:: Your instructions ::
Please copy the following lines from the records below verbatim, beginning with the line that contains "One point lands on every instance of the stubble" and continuing through the line that contains "pixel 351 358", with both of those lines included.

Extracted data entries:
•••
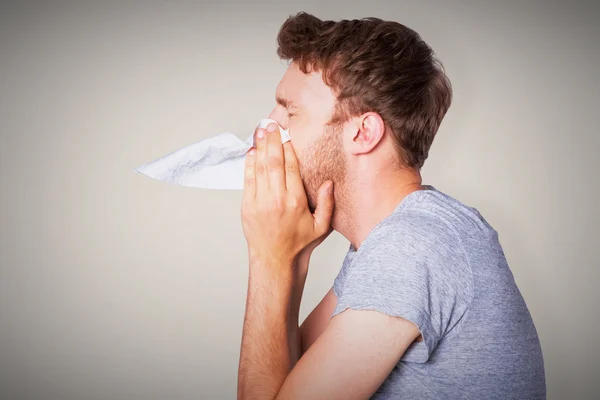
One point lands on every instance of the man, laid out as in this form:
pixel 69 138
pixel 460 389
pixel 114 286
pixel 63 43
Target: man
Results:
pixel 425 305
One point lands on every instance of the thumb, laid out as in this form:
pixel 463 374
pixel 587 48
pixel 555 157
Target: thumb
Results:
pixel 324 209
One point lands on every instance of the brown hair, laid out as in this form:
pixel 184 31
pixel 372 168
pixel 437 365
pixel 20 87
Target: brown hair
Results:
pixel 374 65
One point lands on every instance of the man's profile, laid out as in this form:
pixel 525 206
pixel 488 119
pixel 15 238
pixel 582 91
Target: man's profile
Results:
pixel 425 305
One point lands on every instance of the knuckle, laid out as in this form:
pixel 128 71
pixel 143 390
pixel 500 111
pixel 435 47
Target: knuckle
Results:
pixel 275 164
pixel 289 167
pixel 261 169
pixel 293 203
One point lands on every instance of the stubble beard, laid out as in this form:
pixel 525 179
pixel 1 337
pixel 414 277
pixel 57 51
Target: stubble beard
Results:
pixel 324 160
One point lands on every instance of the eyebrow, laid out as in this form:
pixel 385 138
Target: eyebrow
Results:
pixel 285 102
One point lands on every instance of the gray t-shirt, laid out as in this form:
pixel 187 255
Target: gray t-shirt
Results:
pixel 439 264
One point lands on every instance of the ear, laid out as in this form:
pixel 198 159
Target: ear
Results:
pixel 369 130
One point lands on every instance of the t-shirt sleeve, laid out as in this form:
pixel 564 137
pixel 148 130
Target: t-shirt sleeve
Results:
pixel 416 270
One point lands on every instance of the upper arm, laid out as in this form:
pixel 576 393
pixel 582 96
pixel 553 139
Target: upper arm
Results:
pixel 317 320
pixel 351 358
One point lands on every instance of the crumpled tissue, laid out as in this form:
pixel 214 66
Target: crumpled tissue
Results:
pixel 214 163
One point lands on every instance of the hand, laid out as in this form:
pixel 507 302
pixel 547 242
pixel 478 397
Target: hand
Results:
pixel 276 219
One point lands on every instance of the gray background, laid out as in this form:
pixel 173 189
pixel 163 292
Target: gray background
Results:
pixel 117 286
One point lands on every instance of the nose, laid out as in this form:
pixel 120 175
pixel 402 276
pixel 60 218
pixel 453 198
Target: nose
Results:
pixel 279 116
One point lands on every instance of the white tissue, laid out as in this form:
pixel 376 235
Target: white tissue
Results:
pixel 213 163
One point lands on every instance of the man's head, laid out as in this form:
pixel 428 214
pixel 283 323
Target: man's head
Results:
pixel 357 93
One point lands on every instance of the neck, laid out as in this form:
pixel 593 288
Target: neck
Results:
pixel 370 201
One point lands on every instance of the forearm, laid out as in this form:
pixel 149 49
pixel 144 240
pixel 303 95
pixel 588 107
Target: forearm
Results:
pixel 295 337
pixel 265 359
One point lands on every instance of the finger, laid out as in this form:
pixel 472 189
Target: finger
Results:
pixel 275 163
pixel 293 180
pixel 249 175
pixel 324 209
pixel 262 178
•••
:: Solution ::
One point lands on every instance of the stubble beard, laid out as in this form:
pixel 525 179
pixel 1 337
pixel 414 277
pixel 57 51
Target: stubble beard
Results:
pixel 324 160
One point lands on every instance of the eyebrow, laid out as in this form:
pixel 385 138
Target: eyebrow
Results:
pixel 285 102
One point lands on every instance of the gray t-shirt, laid out as in this form:
pixel 187 255
Target: gray t-shirt
Results:
pixel 439 264
One point lands on every instance of the ear, laid out as in this form:
pixel 198 159
Target: ear
Results:
pixel 369 130
One point lands on every instance of the t-shirt sleeve, laid out as in this form:
pixel 564 137
pixel 148 130
Target: t-shirt sleeve
Results:
pixel 416 270
One point lands on every instance of the upper arm, laid out as in this form:
pixel 576 393
pixel 582 96
pixel 553 139
Target: upper arm
Results:
pixel 317 320
pixel 351 358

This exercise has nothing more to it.